- Task item
The whole listing below should be duplicated exactly, with nothing left out.
+ + + +
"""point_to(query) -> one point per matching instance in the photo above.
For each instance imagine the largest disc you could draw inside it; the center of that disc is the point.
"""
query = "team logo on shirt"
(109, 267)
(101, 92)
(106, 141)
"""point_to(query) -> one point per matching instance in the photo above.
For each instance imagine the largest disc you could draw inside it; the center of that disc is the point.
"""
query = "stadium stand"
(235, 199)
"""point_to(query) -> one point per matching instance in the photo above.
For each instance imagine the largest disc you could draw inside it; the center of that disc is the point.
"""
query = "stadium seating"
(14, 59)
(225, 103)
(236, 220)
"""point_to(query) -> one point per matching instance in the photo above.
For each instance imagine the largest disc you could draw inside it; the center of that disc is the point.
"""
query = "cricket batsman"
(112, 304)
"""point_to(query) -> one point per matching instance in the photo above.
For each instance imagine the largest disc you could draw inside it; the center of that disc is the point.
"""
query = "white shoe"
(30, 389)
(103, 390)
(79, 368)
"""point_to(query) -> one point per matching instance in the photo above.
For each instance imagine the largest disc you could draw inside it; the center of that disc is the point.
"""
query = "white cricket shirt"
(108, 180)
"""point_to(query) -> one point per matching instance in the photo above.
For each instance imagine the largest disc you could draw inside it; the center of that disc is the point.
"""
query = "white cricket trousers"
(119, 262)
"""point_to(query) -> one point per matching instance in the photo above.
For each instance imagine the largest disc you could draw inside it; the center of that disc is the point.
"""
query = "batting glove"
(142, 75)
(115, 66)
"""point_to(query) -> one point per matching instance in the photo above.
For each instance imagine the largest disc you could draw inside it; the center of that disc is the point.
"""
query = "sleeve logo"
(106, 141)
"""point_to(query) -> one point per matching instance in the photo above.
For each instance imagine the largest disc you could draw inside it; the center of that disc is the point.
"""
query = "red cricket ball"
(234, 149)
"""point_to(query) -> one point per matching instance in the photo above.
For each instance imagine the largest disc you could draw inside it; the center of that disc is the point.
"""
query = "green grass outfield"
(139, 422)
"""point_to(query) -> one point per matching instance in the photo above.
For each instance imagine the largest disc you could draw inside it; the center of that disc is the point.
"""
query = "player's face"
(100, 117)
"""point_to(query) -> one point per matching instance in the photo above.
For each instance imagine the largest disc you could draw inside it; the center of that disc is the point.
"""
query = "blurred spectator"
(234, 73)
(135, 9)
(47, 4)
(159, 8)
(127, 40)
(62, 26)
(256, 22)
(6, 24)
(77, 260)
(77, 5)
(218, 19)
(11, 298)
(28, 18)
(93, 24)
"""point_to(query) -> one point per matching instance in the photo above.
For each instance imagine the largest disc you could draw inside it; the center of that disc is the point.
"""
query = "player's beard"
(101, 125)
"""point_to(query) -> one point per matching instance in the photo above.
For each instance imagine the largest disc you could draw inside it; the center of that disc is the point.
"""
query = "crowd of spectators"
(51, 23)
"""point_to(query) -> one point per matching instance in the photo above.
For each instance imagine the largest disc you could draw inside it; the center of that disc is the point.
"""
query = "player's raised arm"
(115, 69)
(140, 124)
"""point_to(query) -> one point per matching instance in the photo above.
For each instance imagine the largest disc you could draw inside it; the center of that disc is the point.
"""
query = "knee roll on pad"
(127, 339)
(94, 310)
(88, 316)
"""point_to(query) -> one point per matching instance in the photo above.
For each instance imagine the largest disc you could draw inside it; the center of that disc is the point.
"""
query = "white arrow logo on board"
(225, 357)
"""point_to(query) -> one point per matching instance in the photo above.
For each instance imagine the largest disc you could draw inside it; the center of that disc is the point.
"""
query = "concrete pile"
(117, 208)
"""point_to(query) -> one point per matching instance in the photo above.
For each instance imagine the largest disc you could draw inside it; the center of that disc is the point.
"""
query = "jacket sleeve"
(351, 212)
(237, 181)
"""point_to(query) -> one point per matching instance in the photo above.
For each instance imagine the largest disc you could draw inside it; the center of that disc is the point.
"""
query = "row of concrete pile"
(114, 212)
+ + + +
- Solution to this problem
"""point_to(query) -> one point per matching instance in the photo above.
For each instance imagine the largest disc you could draw inside it; the center of that disc is the point.
"""
query = "team logo on shirt"
(109, 267)
(101, 92)
(106, 141)
"""point_to(query) -> one point per matching instance in the photo above.
For each instance imagine the largest disc you could draw inside it; the center of that disc is the point.
"""
query = "stadium stand"
(235, 199)
"""point_to(query) -> one point per matching instance in the photo above.
For each instance imagine the largest disc you could draw inside it; the center of that disc is the point.
"""
query = "stadium seating"
(14, 59)
(225, 103)
(236, 220)
"""point_to(query) -> one point per matching instance in the photo above.
For each instance imagine the largest disc you could draw inside it; the center of that disc is the point.
"""
query = "cricket batsman"
(112, 304)
"""point_to(query) -> one point per matching instance in the photo above.
For each instance imagine the largest disc you could draw inside it; the center of that disc is the point.
"""
query = "white shoe"
(30, 389)
(103, 390)
(79, 368)
"""point_to(query) -> one point per matching instance in the photo above.
For each instance imagine the largest disc you could draw inside it; the center of that disc is the point.
"""
query = "white cricket shirt"
(108, 180)
"""point_to(query) -> one point per matching instance in the photo above.
For each instance imagine the largest disc you could draw inside it; the center of that disc is the point.
"""
query = "white cricket trousers"
(119, 262)
"""point_to(query) -> one point per matching instance in the photo above.
For each instance imagine the largest disc you could draw inside it; the center of that disc is the point.
"""
query = "batting glove"
(142, 75)
(115, 66)
"""point_to(query) -> one point per matching instance in the photo above.
For each instance imagine the largest disc you could draw inside it; the center of that disc is the point.
"""
query = "sleeve logo"
(106, 141)
"""point_to(query) -> one point per matching instance in the photo above.
For each instance imagine the largest disc you could draw inside it; the center of that disc is the point.
"""
query = "red cricket ball"
(234, 149)
"""point_to(query) -> one point per matching instance in the photo above.
For each instance imagine the largest disc you could draw inside it; the center of that disc is the point.
"""
query = "green grass outfield"
(139, 422)
"""point_to(query) -> one point per matching instance in the photo above.
For each instance imagine the largest disc you could draw inside it; the center of that disc is the point.
"""
query = "player's face"
(100, 117)
"""point_to(query) -> one point per matching instance in the photo above.
For each instance imagine the largest disc you could draw inside it; the center of that disc is the point.
"""
query = "blurred spectator"
(234, 73)
(135, 9)
(47, 4)
(159, 8)
(127, 40)
(62, 26)
(256, 22)
(6, 24)
(77, 260)
(77, 5)
(218, 19)
(11, 298)
(28, 18)
(93, 24)
"""point_to(query) -> one point per matching instance in the photo above.
For each instance imagine the largest disc you could draw inside it; the center of that disc is the point.
"""
query = "player's beard"
(101, 125)
"""point_to(query) -> one point per matching instance in the photo above.
For each instance imagine the largest disc you could draw inside it; the center of that disc is the point.
"""
query = "crowd of spectators"
(51, 23)
"""point_to(query) -> one point per matching instance in the photo above.
For each instance imagine the largest disc you could draw inside it; the center of that disc is the point.
"""
query = "player's raised arm"
(115, 69)
(140, 124)
"""point_to(query) -> one point per matching instance in the photo above.
For each instance imagine the largest disc you could draw inside it; the center of that disc is the point.
"""
query = "knee roll on pad"
(127, 339)
(94, 310)
(88, 316)
"""point_to(query) -> one point per matching instance in the photo above.
For each instance imagine the largest disc you could draw inside it; the center of that disc is the point.
"""
query = "white arrow logo on board"
(225, 357)
"""point_to(query) -> one point per matching instance in the photo above.
For each instance imagine the largest disc you could draw inside it; the center of that disc is the point.
"""
query = "concrete pile"
(117, 208)
"""point_to(query) -> one point per matching instance in the photo above.
For each instance imagine the largest disc you could draw inside it; the center of that disc is the point.
"""
query = "jacket sleeve"
(351, 212)
(237, 181)
"""point_to(query) -> one point per matching instance in the photo above.
For each instance imagine the largest disc you could draw inside it; the center of that disc is the point.
"""
query = "row of concrete pile"
(114, 212)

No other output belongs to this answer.